=== Problem to solve ===
Report back every line of the entries that contains "road", exactly as written.

=== Records supplied ===

● ● ● ●

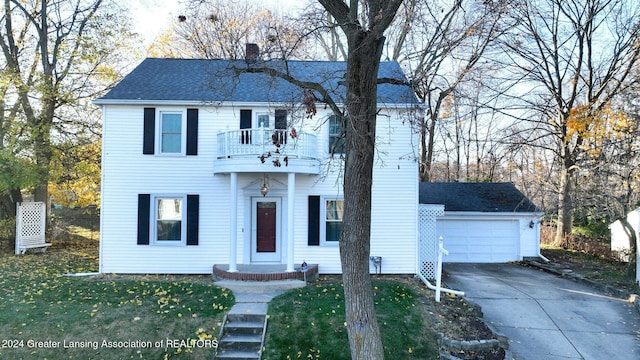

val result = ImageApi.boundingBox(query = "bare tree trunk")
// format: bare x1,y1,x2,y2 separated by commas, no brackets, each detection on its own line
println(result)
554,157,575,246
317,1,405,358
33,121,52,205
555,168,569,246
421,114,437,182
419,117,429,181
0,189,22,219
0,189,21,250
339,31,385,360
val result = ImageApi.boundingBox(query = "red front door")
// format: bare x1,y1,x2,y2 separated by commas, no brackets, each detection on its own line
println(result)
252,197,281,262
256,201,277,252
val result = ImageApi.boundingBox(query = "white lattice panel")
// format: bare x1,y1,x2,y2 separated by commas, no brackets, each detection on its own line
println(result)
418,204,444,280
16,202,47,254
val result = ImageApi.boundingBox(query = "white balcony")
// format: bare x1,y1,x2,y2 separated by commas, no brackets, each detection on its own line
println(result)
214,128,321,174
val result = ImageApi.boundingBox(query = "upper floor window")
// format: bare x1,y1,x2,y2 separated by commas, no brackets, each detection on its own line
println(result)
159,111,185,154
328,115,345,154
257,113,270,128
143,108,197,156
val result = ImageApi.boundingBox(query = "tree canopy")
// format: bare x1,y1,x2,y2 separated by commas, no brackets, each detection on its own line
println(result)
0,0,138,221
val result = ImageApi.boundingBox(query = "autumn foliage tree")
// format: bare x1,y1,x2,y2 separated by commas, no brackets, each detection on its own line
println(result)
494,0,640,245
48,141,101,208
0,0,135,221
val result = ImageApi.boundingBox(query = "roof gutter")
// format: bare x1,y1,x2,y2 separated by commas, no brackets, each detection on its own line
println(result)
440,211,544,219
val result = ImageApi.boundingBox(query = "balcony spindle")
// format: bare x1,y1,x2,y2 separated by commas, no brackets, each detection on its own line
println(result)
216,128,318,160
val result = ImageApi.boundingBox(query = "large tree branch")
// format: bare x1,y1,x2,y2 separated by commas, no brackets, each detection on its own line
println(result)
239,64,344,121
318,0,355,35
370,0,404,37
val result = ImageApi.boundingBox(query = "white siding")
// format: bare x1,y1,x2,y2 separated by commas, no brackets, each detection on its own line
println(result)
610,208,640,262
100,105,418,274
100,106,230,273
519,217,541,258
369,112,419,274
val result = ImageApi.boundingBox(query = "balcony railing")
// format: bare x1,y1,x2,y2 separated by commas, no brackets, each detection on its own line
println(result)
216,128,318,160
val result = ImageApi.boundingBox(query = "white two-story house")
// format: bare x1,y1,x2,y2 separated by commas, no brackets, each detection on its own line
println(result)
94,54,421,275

● ● ● ●

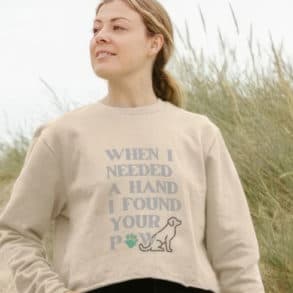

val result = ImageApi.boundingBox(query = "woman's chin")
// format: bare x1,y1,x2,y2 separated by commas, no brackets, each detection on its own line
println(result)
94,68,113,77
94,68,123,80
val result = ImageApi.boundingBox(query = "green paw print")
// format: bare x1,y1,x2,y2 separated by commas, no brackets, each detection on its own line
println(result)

● ● ● ●

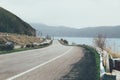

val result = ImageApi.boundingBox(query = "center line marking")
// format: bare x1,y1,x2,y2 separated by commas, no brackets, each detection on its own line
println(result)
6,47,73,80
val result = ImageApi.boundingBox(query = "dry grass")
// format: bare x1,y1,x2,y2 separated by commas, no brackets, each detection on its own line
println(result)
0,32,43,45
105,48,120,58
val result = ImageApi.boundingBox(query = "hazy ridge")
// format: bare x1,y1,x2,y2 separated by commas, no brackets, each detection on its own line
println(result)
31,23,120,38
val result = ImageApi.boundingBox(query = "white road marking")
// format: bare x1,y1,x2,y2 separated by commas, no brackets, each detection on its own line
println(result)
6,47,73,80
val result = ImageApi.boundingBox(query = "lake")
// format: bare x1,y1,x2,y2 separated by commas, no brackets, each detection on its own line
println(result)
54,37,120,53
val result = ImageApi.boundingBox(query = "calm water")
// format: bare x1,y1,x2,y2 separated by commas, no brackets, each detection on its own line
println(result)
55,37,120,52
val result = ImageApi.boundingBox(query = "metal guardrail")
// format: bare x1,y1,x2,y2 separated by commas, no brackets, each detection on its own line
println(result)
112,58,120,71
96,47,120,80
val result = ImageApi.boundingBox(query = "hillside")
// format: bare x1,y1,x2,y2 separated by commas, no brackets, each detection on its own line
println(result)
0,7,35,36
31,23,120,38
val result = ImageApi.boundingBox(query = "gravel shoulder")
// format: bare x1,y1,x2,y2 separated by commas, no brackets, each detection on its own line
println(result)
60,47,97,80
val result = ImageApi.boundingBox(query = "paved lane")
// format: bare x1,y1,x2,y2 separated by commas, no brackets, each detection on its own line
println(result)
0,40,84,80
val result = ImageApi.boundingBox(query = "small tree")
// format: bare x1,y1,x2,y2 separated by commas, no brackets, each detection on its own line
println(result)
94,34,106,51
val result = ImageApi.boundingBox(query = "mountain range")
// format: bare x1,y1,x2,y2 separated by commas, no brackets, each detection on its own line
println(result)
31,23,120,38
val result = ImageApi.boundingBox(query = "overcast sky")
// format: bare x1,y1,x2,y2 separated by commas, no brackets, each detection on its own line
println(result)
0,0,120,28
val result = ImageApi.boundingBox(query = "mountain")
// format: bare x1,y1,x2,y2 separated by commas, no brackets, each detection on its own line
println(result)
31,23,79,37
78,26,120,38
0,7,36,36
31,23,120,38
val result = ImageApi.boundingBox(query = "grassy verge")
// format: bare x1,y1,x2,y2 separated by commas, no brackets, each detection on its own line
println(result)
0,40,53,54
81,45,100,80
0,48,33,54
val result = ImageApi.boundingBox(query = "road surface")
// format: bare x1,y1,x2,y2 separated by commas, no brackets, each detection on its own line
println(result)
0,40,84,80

● ● ● ●

=== Exercise result ===
val result = ImageApi.boundingBox(query = "white road marking")
val result = ImageApi.boundingBox(query = "road surface")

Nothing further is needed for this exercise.